● Data extract

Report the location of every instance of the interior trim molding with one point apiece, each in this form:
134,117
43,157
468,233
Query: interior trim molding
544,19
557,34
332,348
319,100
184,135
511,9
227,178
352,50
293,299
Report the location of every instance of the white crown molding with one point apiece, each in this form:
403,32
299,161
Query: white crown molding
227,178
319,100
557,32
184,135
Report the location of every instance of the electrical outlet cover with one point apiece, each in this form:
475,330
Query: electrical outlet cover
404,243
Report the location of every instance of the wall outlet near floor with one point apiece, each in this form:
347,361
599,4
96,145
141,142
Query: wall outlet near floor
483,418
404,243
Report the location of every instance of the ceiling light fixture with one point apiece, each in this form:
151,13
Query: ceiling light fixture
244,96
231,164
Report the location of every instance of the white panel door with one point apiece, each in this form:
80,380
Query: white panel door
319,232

● Short problem
Reproduce the material above, every line of it, exactly.

● Written answer
Report the location of every instance of the interior trim molding with one point apiece, each in this form:
134,117
43,157
468,233
Query: interior trim molding
544,19
557,34
332,348
319,100
184,135
511,9
227,178
352,50
293,299
Report the location of every instance of the white crown molding with one point apiece, each in this form:
403,32
299,161
Query: white crown molding
227,178
319,100
557,32
184,135
Report the location of every instance of the electrical outlet cover with one point apiece, each in this form:
475,330
Query: electrical outlet cover
404,243
Report the location of every instance of the wall outlet near floor with one point apiece, each in this form:
347,361
599,4
96,145
141,142
Query: wall outlet near floor
483,418
404,243
Report the location of every instance of the ceiling light fixture with one point apiece, each in this form:
151,13
Query: ceiling light fixture
244,96
231,164
Report the location of every instance of the white panel door with one point apiece, each in this form:
80,380
Query: white panel door
319,232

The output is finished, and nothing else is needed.